**Short problem:**
Show every line of the records below that contains the string "road".

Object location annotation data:

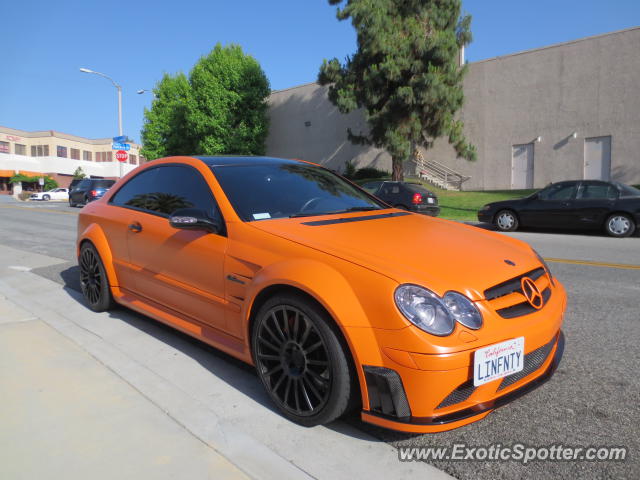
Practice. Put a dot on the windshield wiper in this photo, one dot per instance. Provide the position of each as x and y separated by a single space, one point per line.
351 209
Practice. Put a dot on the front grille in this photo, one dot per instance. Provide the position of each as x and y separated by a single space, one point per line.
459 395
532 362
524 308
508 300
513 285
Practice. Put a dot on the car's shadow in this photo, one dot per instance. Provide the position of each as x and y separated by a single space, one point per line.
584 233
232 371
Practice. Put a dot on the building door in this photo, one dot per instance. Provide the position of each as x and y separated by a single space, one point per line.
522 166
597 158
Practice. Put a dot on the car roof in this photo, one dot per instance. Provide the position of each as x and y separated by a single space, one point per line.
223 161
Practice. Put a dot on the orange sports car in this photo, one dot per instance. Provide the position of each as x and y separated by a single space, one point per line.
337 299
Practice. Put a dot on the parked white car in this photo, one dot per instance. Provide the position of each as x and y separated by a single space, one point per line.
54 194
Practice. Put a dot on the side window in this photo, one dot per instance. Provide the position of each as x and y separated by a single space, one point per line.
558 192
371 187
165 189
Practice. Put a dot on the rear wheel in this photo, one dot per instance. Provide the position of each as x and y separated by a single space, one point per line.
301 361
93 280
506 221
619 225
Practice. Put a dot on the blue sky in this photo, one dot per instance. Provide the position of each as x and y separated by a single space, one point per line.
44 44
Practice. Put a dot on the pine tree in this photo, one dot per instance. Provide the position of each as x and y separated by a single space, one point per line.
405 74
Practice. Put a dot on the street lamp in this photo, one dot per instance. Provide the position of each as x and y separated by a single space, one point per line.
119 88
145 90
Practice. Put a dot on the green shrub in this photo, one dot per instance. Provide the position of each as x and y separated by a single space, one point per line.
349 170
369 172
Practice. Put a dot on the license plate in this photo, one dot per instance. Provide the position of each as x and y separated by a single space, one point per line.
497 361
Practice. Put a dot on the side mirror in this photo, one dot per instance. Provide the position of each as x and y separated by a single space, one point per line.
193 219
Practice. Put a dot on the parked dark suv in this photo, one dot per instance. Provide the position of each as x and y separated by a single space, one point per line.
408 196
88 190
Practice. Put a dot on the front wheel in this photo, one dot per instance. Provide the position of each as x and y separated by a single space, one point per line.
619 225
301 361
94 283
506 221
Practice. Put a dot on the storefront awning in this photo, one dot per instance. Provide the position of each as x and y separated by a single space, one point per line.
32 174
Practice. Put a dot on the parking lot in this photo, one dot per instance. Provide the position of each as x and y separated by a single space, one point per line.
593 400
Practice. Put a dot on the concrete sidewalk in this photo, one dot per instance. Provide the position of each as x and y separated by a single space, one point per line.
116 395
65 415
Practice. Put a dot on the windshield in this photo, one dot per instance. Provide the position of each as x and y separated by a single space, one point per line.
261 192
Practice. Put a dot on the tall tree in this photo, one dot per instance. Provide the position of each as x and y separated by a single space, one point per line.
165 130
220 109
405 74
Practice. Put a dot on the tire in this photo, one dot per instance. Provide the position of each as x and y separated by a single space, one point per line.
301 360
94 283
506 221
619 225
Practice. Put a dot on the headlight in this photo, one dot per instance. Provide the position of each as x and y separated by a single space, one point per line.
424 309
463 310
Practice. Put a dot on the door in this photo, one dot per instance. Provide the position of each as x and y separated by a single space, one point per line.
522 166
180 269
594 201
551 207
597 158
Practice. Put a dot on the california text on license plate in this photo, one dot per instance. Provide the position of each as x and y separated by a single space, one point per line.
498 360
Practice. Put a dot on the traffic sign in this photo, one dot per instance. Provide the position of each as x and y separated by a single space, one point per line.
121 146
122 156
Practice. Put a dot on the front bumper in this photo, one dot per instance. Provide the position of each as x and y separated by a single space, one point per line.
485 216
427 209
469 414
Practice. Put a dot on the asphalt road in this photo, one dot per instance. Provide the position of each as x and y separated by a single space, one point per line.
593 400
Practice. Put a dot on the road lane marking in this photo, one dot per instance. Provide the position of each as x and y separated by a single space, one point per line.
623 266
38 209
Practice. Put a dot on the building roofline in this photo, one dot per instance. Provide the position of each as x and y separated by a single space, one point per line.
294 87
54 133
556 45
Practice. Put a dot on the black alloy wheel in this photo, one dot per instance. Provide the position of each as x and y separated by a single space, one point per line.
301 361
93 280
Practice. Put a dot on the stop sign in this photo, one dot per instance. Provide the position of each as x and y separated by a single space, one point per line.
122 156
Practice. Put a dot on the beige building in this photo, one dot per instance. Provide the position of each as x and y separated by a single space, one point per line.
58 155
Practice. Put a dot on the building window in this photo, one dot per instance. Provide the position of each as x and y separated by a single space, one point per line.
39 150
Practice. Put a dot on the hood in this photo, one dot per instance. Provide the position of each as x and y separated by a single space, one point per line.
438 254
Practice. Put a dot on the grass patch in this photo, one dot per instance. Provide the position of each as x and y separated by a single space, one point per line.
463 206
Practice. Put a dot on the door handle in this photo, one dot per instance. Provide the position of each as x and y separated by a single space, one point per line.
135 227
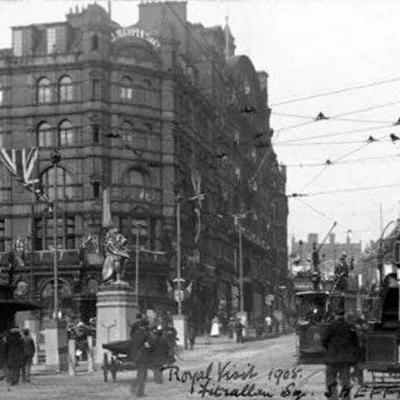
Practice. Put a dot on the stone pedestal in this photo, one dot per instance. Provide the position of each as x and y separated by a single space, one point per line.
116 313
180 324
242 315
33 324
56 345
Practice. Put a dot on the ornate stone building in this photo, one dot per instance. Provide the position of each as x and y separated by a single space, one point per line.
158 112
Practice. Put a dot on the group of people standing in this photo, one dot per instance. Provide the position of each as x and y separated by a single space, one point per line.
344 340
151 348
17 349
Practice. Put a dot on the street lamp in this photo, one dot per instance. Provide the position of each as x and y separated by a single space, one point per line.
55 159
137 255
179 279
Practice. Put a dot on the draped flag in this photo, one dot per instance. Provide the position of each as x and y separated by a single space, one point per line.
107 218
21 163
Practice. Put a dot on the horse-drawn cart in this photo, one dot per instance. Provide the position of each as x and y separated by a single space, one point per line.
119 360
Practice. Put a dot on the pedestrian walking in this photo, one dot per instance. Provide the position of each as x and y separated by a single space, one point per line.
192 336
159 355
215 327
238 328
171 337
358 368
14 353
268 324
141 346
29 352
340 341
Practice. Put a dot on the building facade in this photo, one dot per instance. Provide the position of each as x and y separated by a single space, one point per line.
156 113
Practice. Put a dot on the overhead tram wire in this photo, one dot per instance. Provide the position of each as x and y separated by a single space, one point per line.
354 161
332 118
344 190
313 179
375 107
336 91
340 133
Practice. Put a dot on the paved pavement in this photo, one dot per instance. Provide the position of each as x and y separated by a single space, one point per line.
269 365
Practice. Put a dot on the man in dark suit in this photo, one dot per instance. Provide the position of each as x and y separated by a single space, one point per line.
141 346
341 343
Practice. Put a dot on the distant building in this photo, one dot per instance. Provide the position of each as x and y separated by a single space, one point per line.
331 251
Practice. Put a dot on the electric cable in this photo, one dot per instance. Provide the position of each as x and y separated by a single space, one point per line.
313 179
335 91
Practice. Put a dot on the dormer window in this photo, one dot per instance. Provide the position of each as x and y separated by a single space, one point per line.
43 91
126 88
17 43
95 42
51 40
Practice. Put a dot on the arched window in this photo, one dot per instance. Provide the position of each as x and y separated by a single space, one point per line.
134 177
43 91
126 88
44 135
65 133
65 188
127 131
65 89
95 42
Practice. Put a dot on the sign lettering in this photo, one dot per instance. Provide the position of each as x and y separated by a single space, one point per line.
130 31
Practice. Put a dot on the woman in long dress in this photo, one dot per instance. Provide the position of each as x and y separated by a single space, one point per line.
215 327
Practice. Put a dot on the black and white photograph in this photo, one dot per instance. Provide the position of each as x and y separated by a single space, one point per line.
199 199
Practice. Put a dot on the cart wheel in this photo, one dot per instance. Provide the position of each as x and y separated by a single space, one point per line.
--
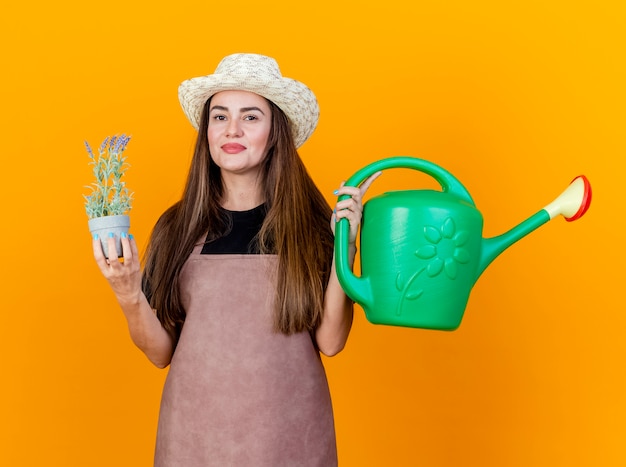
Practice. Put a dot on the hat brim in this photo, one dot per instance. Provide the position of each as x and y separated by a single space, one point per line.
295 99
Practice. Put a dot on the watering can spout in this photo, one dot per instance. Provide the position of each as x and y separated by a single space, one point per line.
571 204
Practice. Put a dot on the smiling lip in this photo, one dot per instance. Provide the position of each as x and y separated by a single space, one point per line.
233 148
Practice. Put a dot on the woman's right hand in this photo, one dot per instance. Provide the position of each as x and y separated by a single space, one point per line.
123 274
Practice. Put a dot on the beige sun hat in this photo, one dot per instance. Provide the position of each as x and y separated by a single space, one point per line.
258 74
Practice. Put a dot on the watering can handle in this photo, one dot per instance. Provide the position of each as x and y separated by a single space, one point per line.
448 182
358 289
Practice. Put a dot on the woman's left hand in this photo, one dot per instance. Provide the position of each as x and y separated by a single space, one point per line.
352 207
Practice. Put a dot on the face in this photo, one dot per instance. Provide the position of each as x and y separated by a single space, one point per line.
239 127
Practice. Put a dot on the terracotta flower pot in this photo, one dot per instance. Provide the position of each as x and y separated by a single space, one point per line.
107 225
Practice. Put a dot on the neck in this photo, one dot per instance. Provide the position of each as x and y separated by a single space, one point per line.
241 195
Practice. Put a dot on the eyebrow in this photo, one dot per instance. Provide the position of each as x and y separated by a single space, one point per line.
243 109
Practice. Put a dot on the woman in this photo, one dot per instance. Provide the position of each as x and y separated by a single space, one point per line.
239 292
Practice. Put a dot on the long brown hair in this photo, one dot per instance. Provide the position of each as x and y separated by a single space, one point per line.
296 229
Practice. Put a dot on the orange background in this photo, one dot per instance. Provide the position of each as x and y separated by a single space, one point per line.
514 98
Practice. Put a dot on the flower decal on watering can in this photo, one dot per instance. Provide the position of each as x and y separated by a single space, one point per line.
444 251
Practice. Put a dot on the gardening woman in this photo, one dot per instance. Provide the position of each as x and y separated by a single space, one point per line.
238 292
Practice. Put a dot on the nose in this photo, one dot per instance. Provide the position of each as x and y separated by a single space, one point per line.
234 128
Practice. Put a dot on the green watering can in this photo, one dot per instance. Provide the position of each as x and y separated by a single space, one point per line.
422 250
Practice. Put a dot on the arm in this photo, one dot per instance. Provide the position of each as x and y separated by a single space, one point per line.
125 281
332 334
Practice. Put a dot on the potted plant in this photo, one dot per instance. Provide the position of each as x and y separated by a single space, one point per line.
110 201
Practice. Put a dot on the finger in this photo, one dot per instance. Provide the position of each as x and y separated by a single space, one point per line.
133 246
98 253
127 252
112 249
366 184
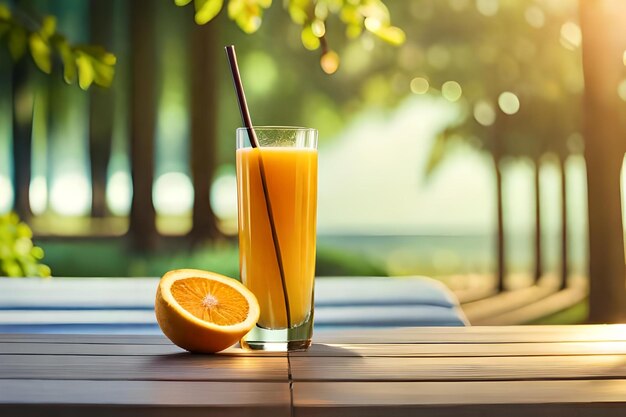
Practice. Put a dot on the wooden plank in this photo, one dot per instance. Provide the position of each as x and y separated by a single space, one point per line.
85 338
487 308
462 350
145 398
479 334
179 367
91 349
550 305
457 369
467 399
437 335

**Written response:**
Practice. Put a dot on the asphalt road in this photo, one dot per instance. Provide the position of each as x and y separated by a single space, one point per line.
Practice. Put a dot on the road lane marking in this photo, one dot per instance. Provide the position of each as x and y separated by a single space, one point per line.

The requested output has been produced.